I disagree to an extent. Bach, Mozart and Beethoven were controversial. And Wagner even more so (not forgetting Schumann and Chopin). They were transgressive, were considered at least a little avant-garde, in a way that Haydn never was. All were accused of not writing music. However there is a great gulf between that and some of the 20th century heroes, who were sprayed with volleys of opprobrium and uncomprehension. Mozart and Beethoven were also popular in certain quarters. Haydn was probably much more popular than Mozart however, except (it seems) in Prague. Certain 20th century lions haven't had much approbation anywhere.


----------



## Eusebius12

Kieran said:


> Neither. Unless we define "controversial today" as, "people still think Mozart is the proto-rockstar bloke from the movie, when in reality he was just a hardworking musician who was highly educated and maybe a little bit ordinary, otherwise..."


He seems to have been personally rather odd. He doesn't appear to have been highly educated outside of music. He wasn't interested in philosophy as far as we know. No mention of science really in his letters that I am aware of. He did have a peculiar laugh, this is attested. He had a childlike predisposition towards practical jokes. There is a report of him leaping up out of a chair and pretending to be a cat. There is a childlike innocence, and yet _scatology_, about his letters. I don't believe it is necessary to demystify him. He was at least a bit weird. His childhood was far from normal.


----------



## Eusebius12

Kieran said:


> This is true, but do we know if Mozart chose it because it was controversial - or because of its comic value? I suspect it was the latter...

**Things to do**
(a) In the forum thread on Mozart, what is Mozart reported to have pretended to be after leaping up out of a chair?
(b) Resume the forum thread on Mozart from its final line and carry it on.

**Information provided**
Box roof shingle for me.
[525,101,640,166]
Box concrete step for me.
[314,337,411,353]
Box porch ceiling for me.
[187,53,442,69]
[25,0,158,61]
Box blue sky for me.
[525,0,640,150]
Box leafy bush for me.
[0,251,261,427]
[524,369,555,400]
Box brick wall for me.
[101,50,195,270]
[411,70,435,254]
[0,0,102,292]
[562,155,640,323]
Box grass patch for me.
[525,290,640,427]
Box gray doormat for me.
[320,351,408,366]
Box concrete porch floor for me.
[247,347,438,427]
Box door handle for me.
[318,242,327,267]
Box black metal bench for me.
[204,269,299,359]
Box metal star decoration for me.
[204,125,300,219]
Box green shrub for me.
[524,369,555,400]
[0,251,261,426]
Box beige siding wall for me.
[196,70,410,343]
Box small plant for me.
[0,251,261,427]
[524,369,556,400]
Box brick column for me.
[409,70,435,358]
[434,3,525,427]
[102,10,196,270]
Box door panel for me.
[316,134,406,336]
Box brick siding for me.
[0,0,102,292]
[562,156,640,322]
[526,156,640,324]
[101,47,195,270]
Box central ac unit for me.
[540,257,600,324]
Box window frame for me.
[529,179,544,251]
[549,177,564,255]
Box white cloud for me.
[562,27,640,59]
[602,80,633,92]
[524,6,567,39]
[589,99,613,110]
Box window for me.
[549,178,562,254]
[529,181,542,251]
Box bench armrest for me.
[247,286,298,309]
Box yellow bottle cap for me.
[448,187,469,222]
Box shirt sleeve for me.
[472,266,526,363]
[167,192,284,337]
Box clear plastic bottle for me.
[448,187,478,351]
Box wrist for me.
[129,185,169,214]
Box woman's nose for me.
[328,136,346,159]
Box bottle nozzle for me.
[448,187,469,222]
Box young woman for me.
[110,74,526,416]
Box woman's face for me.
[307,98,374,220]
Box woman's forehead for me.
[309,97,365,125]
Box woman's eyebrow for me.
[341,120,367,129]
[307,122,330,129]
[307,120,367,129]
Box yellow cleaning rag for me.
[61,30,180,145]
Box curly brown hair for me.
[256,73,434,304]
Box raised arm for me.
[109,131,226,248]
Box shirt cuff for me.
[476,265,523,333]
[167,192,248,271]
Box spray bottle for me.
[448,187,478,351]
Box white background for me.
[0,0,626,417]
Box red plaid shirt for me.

**In response**
(a) A cat.

(b)
Don Giovanni was controversial. It was considered immoral. Beethoven considered it so. And the dinner scene might have disturbed some of its early listeners. And Cosi Fan Tutte is pretty heavy going even today, with its anti-love message. Mind you Mozart would only advise Da Ponte on the libretti, not dictate the subjects. Figaro was much lighter fare, especially after the play was fairly bowdlerized.


----------



## EdwardBast

Eusebius12 said:


> I disagree to an extent. Bach, Mozart and Beethoven were controversial. And Wagner even more so (not forgetting Schumann and Chopin). They were transgressive, were considered at least a little avant-garde, in a way that Haydn never was. All were accused of not writing music. However there is a great gulf between that and some of the 20th century heroes, who were sprayed with volleys of opprobrium and uncomprehension. Mozart and Beethoven were also popular in certain quarters. Haydn was probably much more popular than Mozart however, except (it seems) in Prague. Certain 20th century lions haven't had much approbation anywhere.


Beethoven was almost universally revered in and throughout his lifetime. Some of his most innovative middle-period works (Eroica, Fifth Symphony) only mystified segments of his audience for a short time before achieving mass adulation. As for the late sonatas and quartets, some of those are still mystifying.

Bach considered avant-garde? What are you talking about?


----------



## KenOC

EdwardBast said:


> Beethoven was almost universally revered in and throughout his lifetime. Some of his most innovative middle-period works (Eroica, Fifth Symphony) only mystified segments of his audience for a short time before achieving mass adulation. As for the late sonatas and quartets, some of those are still mystifying.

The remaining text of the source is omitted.